■ **WORK INSTRUCTION**
From the article on malaria in Venezuela, extract the passage from "Malaria on Rise" up to and including "a news briefing.", copying it word for word.

■ **PASSAGE SHOWN**
------------------------------------

Malaria on Rise in Crisis-hit Venezuela, WHO Says

Malaria is spreading rapidly in crisis-hit Venezuela, with more than an estimated 406,000 cases in 2017, up roughly 69 percent from a year before, the largest increase worldwide, the World Health Organization (WHO) said

Venezuelan migrants fleeing the economic and social crisis are carrying the mosquito-borne disease into Brazil and other parts of Latin America, the U.N. agency said, urging authorities to provide free screening and treatment regardless of their legal status to avoid further spread.

“In the Americas, it’s not just Venezuela. We’re actually reporting increases in a number of other countries. Venezuela, yes this is a significant concern, malaria is increasing and it’s increasing in a very worrying way,” Pedro Alonso, director of WHO’s global malaria program, told a news briefing.

Venezuela is slipping into hyperinflation with shortages of food and medicines during a fifth year of recession that President Nicolas Maduro’s government blames on Western hostility and falling oil prices.

Venezuelan officials reported 240,613 malaria cases in 2016, many in the gold-mining state of Bolivar bordering Guyana, with an estimated 280 deaths, according to the WHO.

‘Massive increase’

The 2017 estimate has leaped to 406,000 cases — five times higher than in 2013.

“What we are now seeing is a massive increase, probably reaching close to half a million cases per year. These are the largest increases reported anywhere in the world,” Alonso said.

A lack of resources and ineffective anti-malaria campaigns were to blame, he said. WHO and the Pan American Health Organization (PAHO) are working with Venezuelan authorities to address the situation, he added.

“We are seeing, indeed because of population movement, cases among Venezuelan migrants appearing in other countries — Brazil certainly, but also in Colombia, in Ecuador and in a number of other places,” Alonso said.

“What this calls for is renewed effort by the countries surrounding Venezuela to ensure adequate diagnosis and treatment free for whoever shows up at medical services,” he said.

The global campaign against the life-threatening disease has stalled for the first time in a decade, with a reversal of gains made in some countries, the WHO said last November.

Malaria infected around 216 million people in 91 countries in 2016, killing 445,000, with 90 percent of cases and fatalities in sub-Saharan Africa, it said.

------------------------------------

■ **INFORMATION SHOWN**
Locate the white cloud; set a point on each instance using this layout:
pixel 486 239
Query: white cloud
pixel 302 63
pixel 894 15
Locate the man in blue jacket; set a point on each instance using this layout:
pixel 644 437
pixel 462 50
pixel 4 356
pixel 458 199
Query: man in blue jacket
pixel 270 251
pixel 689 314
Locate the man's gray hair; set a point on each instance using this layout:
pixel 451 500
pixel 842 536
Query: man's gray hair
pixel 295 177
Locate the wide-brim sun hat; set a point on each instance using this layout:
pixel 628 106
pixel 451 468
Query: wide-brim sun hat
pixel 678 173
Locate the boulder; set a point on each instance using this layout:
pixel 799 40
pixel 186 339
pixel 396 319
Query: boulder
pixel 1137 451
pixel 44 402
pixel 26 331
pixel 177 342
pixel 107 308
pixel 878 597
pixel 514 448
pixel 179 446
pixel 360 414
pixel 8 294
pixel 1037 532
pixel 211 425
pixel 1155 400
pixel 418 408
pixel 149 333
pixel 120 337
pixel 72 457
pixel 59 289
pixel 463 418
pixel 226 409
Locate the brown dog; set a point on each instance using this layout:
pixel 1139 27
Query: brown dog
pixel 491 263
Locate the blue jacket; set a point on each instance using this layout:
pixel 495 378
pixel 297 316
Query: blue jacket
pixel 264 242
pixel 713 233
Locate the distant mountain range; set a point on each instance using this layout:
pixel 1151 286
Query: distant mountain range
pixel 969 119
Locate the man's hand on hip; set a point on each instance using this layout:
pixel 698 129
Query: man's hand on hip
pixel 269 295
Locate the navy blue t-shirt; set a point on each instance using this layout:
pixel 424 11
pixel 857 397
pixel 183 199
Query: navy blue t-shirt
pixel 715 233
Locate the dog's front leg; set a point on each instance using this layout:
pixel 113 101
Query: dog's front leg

------------------------------------

■ **WRITTEN RESPONSE**
Malaria on Rise in Crisis-hit Venezuela, WHO Says

Malaria is spreading rapidly in crisis-hit Venezuela, with more than an estimated 406,000 cases in 2017, up roughly 69 percent from a year before, the largest increase worldwide, the World Health Organization (WHO) said

Venezuelan migrants fleeing the economic and social crisis are carrying the mosquito-borne disease into Brazil and other parts of Latin America, the U.N. agency said, urging authorities to provide free screening and treatment regardless of their legal status to avoid further spread.

“In the Americas, it’s not just Venezuela. We’re actually reporting increases in a number of other countries. Venezuela, yes this is a significant concern, malaria is increasing and it’s increasing in a very worrying way,” Pedro Alonso, director of WHO’s global malaria program, told a news briefing.